**AIM**
How would you translate this sentence from the passage on God's foreknowledge into Spanish: "So we have good reason to believe he can know the future without irresistibly causing it."?

**DOCUMENT SEGMENT**
::::
Now, I want to stress that I am not saying that any of these ways is the way that God knows the future free actions of human beings. There could be any number of other ways that he could do this that we haven’t begun to understand or that are beyond any laws of science. The point is that even current scientific understanding can explain how a being like God could know the future without irresistibly causing it and even act based on that knowledge. And yet God is not limited by the laws of physics. He created them. So we have good reason to believe he can know the future without irresistibly causing it. And James’ objection to the Arminian view of foreknowledge as impossible is partly undermined by these facts. The real question is what the Bible reveals about these matters or ones that might have some impact on our assessment of these matters. As I said in my last post, “James might argue that the Arminian view is based on a certain relationship of God to time. But it is not so. It may demand that God is not bound by time (not necessarily timeless). But the Arminian view is actually based on Scripture and Scripture’s incompatibility with determinism and its attestation of free will among other things. In this case, the Arminian view is based on the fact that Scripture presents prayer as a cause of God’s answers to prayer, a fact Piper and Anderson agree with. Calvinism, on the other hand, still seems inconsistent with this biblical truth given petitionary prayer’s nature as requesting God to do something.”

I said: “It is unwise to base an objection to God’s ability to base his decisions to some extent on the actions of human beings performed in time on one’s view of God’s relationship to time when our understanding is so limited, God is so immense, and there are various models that can conceivably account for this.”

Steve Hays said: “One problem with this statement is that it’s an appeal to mystery. But that cuts both ways. On the one hand, Arminian1 is raising an intellectual objection to the coherence of Reformed theology vis-à-vis prayer. On the other hand, he retreats into mystery to shield the Arminian alternative from rational scrutiny. That’s special pleading. Either both sides can appeal to mystery or else both sides are subject to rational scrutiny.”
::::
**COLLECTED MATERIAL**
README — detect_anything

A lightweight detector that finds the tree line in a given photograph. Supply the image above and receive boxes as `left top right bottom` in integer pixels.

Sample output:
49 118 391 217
::::
**TASK SOLUTION**
Así que tenemos buenas razones para creer que él puede conocer el futuro sin causarlo de manera irresistible.